Segment Start: Supplied entries

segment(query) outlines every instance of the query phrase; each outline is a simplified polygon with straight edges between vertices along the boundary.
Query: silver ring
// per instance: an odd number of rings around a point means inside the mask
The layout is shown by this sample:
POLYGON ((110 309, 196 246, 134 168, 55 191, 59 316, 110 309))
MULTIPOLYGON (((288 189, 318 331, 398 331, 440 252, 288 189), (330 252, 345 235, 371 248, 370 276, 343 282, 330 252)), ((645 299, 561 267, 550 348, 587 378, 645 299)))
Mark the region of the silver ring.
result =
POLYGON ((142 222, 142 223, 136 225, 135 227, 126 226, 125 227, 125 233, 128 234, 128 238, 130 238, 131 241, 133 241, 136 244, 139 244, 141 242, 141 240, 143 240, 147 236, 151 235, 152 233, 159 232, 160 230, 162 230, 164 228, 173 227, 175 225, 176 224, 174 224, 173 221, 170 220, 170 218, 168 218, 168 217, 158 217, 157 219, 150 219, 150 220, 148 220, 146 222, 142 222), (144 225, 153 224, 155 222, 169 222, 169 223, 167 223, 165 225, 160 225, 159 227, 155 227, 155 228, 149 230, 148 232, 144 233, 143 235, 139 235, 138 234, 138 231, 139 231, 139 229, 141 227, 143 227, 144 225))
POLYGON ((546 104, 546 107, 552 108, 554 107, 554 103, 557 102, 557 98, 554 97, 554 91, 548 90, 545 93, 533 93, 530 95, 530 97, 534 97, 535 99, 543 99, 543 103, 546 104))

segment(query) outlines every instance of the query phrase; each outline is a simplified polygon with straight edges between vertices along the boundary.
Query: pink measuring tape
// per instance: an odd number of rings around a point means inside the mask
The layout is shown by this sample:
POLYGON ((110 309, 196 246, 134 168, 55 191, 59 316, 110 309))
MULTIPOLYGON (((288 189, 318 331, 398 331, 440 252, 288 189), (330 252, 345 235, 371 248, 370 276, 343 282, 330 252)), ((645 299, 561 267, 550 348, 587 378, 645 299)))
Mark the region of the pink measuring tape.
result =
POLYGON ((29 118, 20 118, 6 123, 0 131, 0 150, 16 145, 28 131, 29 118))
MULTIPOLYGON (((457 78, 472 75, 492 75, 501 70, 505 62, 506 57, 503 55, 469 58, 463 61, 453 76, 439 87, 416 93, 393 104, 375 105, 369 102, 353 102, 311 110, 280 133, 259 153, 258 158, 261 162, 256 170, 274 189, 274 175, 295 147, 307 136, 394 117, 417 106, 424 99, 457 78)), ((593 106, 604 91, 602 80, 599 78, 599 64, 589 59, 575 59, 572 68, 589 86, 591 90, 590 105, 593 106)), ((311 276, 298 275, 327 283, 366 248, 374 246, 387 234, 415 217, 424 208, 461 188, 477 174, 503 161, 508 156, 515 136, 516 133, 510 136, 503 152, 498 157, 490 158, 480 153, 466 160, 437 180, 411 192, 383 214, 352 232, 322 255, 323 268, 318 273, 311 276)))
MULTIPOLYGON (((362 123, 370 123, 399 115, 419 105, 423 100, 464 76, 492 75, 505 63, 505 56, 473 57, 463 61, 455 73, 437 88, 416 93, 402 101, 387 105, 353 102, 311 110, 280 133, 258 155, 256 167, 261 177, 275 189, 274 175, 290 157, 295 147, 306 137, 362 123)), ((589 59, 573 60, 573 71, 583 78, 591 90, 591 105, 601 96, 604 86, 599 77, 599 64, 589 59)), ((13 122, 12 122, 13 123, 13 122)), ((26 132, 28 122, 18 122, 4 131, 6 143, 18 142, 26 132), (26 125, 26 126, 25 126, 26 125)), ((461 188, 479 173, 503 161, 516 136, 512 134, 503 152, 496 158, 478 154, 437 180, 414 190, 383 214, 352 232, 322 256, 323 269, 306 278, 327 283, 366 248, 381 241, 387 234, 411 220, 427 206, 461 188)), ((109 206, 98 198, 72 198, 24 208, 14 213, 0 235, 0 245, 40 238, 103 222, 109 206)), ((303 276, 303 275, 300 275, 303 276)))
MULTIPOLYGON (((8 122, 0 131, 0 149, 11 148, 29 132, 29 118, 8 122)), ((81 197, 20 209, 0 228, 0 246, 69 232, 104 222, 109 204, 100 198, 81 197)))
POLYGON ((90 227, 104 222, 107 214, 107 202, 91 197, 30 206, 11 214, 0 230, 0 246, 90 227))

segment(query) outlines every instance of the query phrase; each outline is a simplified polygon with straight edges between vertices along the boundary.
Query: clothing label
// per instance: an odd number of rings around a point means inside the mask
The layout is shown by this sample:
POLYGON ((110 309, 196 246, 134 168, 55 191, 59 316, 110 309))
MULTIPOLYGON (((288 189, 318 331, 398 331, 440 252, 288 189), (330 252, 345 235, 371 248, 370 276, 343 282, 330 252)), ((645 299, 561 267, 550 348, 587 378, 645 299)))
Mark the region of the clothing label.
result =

Segment End: Supplied entries

Exercise requirements
Go line by line through the data and copy any that contain "clothing".

Response area
Query: clothing label
Mark the region of the clothing label.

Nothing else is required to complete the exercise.